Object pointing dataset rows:
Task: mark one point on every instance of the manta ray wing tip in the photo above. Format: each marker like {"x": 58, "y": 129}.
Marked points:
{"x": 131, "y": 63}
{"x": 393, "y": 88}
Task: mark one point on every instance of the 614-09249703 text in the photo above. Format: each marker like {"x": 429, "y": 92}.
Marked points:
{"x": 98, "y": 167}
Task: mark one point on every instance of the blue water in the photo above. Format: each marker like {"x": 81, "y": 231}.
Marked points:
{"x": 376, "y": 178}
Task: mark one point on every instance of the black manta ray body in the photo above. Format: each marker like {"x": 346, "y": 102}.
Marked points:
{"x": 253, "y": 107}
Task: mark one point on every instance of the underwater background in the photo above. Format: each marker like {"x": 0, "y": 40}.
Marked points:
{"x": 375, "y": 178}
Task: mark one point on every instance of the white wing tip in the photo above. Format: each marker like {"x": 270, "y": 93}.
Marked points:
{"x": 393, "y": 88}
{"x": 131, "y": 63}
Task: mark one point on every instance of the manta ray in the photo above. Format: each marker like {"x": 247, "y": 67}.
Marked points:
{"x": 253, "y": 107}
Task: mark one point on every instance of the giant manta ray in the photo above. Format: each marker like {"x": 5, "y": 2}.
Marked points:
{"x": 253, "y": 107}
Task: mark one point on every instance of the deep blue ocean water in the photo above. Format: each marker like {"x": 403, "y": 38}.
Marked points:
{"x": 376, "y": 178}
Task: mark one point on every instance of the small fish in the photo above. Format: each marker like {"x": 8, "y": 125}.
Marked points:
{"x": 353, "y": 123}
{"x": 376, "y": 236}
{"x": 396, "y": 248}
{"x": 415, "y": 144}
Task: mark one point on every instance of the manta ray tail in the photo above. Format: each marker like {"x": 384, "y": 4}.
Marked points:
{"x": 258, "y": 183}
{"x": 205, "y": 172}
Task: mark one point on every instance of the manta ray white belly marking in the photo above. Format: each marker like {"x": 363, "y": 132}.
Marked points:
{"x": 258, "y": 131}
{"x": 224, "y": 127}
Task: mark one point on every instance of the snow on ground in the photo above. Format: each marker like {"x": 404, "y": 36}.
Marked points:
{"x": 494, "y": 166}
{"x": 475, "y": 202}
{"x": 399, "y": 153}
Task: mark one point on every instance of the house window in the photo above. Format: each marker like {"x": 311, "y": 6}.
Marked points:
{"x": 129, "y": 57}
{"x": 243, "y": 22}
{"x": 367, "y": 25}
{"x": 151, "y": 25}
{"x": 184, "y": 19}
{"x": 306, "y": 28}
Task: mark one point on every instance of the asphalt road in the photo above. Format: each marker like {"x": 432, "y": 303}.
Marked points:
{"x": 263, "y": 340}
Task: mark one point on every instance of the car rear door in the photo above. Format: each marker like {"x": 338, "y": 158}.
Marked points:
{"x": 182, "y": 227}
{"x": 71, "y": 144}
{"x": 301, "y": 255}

**EXERCISE DIRECTIONS:**
Give back the whole listing, word for word.

**EXERCISE RESULT:**
Task: mark one point on every instance of the manta ray wing tip in the photo above. Format: each marker like {"x": 58, "y": 129}.
Marked points:
{"x": 131, "y": 63}
{"x": 393, "y": 88}
Task: mark one point on every instance of the 614-09249703 text in the photo above. Format: each marker like {"x": 429, "y": 92}.
Marked points:
{"x": 98, "y": 167}
Task: mark one point on every instance of the blue water in the photo above. Format: each marker like {"x": 81, "y": 231}.
Marked points:
{"x": 376, "y": 178}
Task: mark one point on every instance of the black manta ray body in the photo above. Format: each marker like {"x": 346, "y": 102}.
Marked points:
{"x": 253, "y": 107}
Task: mark one point on every instance of the underwater background in the photo above. Format: each marker like {"x": 0, "y": 40}.
Marked points:
{"x": 375, "y": 178}
Task: mark one point on every instance of the white wing tip in the photo above. Format: each marker like {"x": 270, "y": 93}.
Marked points:
{"x": 393, "y": 88}
{"x": 131, "y": 63}
Task: mark one point on every instance of the manta ray in the photo above. Format: each marker like {"x": 247, "y": 67}.
Marked points:
{"x": 253, "y": 107}
Task: mark one point on every instance of the giant manta ray in the photo above. Format: each marker like {"x": 5, "y": 2}.
Marked points:
{"x": 253, "y": 107}
Task: mark one point on every instance of the deep blue ocean water in the photo above. Format: each marker like {"x": 403, "y": 38}.
Marked points:
{"x": 376, "y": 178}
Task: mark one point on every instance of the small fish in the photo above. Format: each marker like {"x": 8, "y": 125}.
Marked points:
{"x": 353, "y": 123}
{"x": 376, "y": 236}
{"x": 396, "y": 248}
{"x": 415, "y": 144}
Task: mark one point on every instance of the manta ray tail in the photo above. Format: each marker like {"x": 384, "y": 4}.
Marked points:
{"x": 258, "y": 183}
{"x": 205, "y": 172}
Task: mark one point on every instance of the manta ray white belly marking in the photo above. Format: each marker like {"x": 363, "y": 132}.
Marked points:
{"x": 258, "y": 131}
{"x": 224, "y": 127}
Task: mark one point on every instance of the snow on ground in the photo above. Format: each marker like {"x": 404, "y": 36}.
Marked points:
{"x": 494, "y": 166}
{"x": 475, "y": 202}
{"x": 399, "y": 153}
Task: mark one point on every instance of the house window in the photo above. Format: each marker like {"x": 311, "y": 6}.
Marked points:
{"x": 129, "y": 57}
{"x": 243, "y": 22}
{"x": 367, "y": 25}
{"x": 151, "y": 25}
{"x": 184, "y": 19}
{"x": 306, "y": 28}
Task: mark one point on every instance of the asphalt road in the photo above. Format: each marker like {"x": 432, "y": 303}.
Marked points:
{"x": 263, "y": 340}
Task: mark one point on every instance of the car rear door in the photo above. Format: each marker like {"x": 338, "y": 158}.
Marked points:
{"x": 182, "y": 227}
{"x": 71, "y": 144}
{"x": 301, "y": 255}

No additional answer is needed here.